---- EXTRACTED ENTRIES

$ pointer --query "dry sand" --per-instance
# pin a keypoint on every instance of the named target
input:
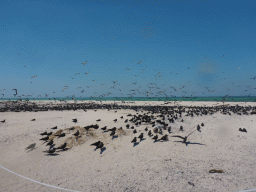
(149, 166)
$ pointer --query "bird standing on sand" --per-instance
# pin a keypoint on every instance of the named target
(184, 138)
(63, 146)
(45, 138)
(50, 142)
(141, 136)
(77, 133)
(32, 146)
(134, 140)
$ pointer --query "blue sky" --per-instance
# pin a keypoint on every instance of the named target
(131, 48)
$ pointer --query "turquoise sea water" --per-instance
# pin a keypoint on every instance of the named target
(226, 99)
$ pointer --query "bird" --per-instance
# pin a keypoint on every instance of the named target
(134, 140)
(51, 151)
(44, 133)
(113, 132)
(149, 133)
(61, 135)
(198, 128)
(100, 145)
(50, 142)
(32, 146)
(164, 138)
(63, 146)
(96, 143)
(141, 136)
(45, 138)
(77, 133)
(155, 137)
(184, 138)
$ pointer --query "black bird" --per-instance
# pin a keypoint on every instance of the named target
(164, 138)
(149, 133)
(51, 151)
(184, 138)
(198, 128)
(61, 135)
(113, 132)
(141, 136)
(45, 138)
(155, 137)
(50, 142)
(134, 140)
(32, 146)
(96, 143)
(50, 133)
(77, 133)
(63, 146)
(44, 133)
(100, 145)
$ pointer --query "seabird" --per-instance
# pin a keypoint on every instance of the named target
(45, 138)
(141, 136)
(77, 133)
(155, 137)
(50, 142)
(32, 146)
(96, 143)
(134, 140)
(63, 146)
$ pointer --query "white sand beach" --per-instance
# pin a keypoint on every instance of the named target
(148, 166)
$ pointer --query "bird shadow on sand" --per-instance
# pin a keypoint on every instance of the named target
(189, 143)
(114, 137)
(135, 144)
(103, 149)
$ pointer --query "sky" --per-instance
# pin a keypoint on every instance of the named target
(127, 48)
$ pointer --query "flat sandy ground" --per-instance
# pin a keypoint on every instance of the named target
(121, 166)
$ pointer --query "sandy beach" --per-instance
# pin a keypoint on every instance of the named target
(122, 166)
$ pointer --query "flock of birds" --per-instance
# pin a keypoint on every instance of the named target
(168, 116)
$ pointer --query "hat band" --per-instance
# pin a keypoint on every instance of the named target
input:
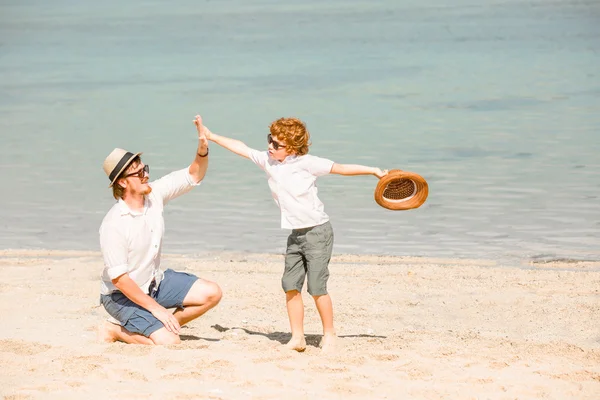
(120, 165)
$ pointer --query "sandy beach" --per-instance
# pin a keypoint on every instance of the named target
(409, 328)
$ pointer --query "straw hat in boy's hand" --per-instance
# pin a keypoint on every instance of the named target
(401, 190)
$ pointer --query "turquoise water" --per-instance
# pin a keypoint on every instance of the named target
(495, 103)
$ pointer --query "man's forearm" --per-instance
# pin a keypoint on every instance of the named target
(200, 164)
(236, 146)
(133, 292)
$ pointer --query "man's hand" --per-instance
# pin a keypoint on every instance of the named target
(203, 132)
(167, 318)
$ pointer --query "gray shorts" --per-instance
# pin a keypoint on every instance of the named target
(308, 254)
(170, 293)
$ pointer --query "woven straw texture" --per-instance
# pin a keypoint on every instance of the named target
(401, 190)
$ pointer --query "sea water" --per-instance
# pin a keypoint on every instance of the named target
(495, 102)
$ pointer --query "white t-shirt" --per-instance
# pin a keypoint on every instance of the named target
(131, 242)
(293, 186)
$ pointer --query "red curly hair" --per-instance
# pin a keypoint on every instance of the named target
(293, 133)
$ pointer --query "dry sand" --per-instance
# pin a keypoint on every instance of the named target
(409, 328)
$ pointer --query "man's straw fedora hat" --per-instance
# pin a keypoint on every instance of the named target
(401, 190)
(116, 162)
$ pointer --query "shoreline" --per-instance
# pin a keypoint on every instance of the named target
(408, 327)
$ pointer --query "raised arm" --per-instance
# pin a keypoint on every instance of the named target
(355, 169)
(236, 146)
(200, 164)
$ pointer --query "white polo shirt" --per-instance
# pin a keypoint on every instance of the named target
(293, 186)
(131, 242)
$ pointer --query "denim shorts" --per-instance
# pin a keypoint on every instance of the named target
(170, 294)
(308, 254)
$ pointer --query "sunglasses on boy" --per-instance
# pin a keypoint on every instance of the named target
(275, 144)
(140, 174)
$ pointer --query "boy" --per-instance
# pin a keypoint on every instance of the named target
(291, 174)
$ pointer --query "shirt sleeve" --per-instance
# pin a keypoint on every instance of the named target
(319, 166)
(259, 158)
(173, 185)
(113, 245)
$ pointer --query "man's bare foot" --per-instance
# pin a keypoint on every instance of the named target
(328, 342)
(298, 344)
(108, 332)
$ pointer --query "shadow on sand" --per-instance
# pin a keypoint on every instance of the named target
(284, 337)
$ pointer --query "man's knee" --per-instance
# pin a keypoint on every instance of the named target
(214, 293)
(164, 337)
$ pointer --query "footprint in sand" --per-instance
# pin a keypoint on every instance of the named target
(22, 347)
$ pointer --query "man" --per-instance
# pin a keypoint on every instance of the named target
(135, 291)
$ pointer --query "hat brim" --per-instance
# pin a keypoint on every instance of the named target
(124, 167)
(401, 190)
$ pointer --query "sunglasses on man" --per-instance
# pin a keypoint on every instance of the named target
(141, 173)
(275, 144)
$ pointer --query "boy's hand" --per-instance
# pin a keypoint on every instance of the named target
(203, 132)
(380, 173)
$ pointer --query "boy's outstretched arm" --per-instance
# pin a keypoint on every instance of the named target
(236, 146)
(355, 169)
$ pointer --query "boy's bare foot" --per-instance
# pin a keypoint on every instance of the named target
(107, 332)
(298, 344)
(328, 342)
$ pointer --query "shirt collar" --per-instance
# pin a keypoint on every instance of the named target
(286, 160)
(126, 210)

--------

• _AIM_
Copy each line of the records precisely and drop any images they hold.

• _RESPONSE TO THIS EXERCISE_
$ pointer --query "dry sand" --per-instance
# pin a keypoint on every instance of the named target
input:
(149, 166)
$ pointer --query "bird standing on sand" --per-instance
# pin a keypoint on every instance of the named target
(184, 138)
(63, 146)
(45, 138)
(50, 142)
(141, 136)
(77, 133)
(32, 146)
(134, 140)
$ pointer --query "blue sky" --per-instance
# pin a keypoint on every instance of the named target
(131, 48)
$ pointer --query "turquoise sea water" --per-instance
# pin a keypoint on every instance of the named target
(226, 99)
$ pointer --query "bird" --per-instance
# pin a keypoint on every instance of the named target
(134, 140)
(51, 151)
(44, 133)
(113, 132)
(149, 133)
(61, 135)
(198, 128)
(100, 145)
(50, 142)
(32, 146)
(164, 138)
(63, 146)
(96, 143)
(141, 136)
(45, 138)
(77, 133)
(155, 137)
(184, 138)
$ pointer --query "black bird" --per-instance
# pin a keypoint on every instance of the named target
(164, 138)
(149, 133)
(51, 151)
(184, 138)
(198, 128)
(61, 135)
(113, 132)
(141, 136)
(45, 138)
(155, 137)
(50, 142)
(134, 140)
(32, 146)
(96, 143)
(50, 133)
(77, 133)
(63, 146)
(44, 133)
(100, 145)
$ pointer --query "seabird" --per-instance
# pin a keypoint on every instance of the named target
(45, 138)
(141, 136)
(77, 133)
(155, 137)
(50, 142)
(32, 146)
(96, 143)
(134, 140)
(63, 146)
$ pointer --query "white sand beach" --per-instance
# pin a keypoint on every instance of the named target
(148, 166)
$ pointer --query "bird shadow on sand" --per-instance
# pin a keypoint on every instance of the named target
(189, 143)
(114, 137)
(135, 144)
(103, 149)
$ pointer --query "sky" --per-instance
# pin a keypoint on every instance of the named target
(127, 48)
$ pointer --query "flat sandy ground" --per-instance
# pin a keypoint on every instance of the named target
(121, 166)
$ pointer --query "sandy beach" --per-instance
# pin a keypoint on every instance of the named target
(122, 166)
$ pointer --query "flock of birds" --per-instance
# pin a keypoint on every instance of the named target
(168, 116)
$ pointer --query "hat band" --per-instance
# pin a keypoint on every instance of the named target
input:
(120, 165)
$ pointer --query "sandy beach" --per-instance
# pin a keypoint on every instance of the named target
(409, 328)
$ pointer --query "straw hat in boy's hand" --per-instance
# pin a keypoint on every instance of the named target
(401, 190)
$ pointer --query "turquoise water" --per-instance
# pin a keypoint on every instance of the named target
(495, 103)
$ pointer --query "man's forearm" --per-instance
# pin a keypoint on every instance of the named target
(200, 164)
(236, 146)
(133, 292)
$ pointer --query "man's hand" --per-instance
# pin a keypoint on every instance of the named target
(203, 132)
(167, 318)
$ pointer --query "gray shorts" --per-instance
# pin a keypoint on every instance of the named target
(308, 254)
(170, 293)
$ pointer --query "woven straw texture" --per-instance
# pin a keypoint on every instance of the named target
(401, 190)
$ pointer --query "sea water" --per-instance
# pin a keypoint on every instance of the named target
(495, 102)
$ pointer --query "white t-shirt" --per-instance
# pin a keypoint on every instance of the named target
(131, 242)
(293, 186)
$ pointer --query "red curly hair" --per-instance
# pin a keypoint on every instance of the named target
(293, 133)
$ pointer --query "dry sand" --per-instance
# pin a keypoint on every instance of the named target
(409, 328)
$ pointer --query "man's straw fedora hat" --per-instance
# pin a keypoint on every instance of the named target
(401, 190)
(116, 162)
$ pointer --query "shoreline" --per-instance
# pin a keypoint on every instance of the named target
(408, 327)
$ pointer --query "raised arm" --per-instance
# pin a keypoint on every instance of the named target
(355, 169)
(236, 146)
(200, 164)
$ pointer --query "white polo shirt" --per-instance
# pin a keypoint on every instance of the named target
(293, 186)
(131, 242)
$ pointer --query "denim shorts" --per-instance
# pin a keypoint on every instance of the named target
(170, 294)
(308, 254)
$ pointer --query "sunglasses on boy" --per-instance
# pin a keypoint on every instance of the named target
(275, 144)
(140, 174)
$ pointer --query "boy" --per-instance
# pin a keypoint on every instance of the named target
(291, 174)
$ pointer --query "shirt sleeve" --per-instance
# pin a keypoint on every instance of the named target
(319, 166)
(259, 158)
(173, 185)
(113, 245)
$ pointer --query "man's bare foot" --per-instance
# pin a keypoint on every instance of the named target
(328, 342)
(298, 344)
(108, 332)
$ pointer --query "shadow on sand" --per-instance
# pin a keypoint on every instance of the named target
(284, 337)
$ pointer --query "man's knee" --per-instance
# pin a keypoint on every instance of the named target
(214, 293)
(164, 337)
$ pointer --query "footprint in sand" --per-instance
# pin a keypoint on every instance of the named target
(22, 347)
$ pointer --query "man" --per-instance
# pin a keypoint on every instance of the named target
(135, 291)
$ pointer --query "hat brim" --per-instance
# pin a keypoint on every instance of the named target
(124, 167)
(401, 190)
$ pointer --query "sunglasses on man" --per-instance
# pin a keypoint on every instance of the named target
(141, 173)
(275, 144)
$ pointer --query "boy's hand" --per-instance
# pin a keypoint on every instance of the named target
(203, 132)
(380, 173)
$ pointer --query "boy's outstretched arm" --per-instance
# pin a keypoint on every instance of the named target
(236, 146)
(355, 169)
$ pointer --query "boy's bare foot" --per-instance
# pin a keypoint on every instance of the named target
(107, 332)
(298, 344)
(328, 342)
$ pointer --query "shirt collar" --per-instance
# pin a keypoint on every instance of the named target
(286, 160)
(126, 210)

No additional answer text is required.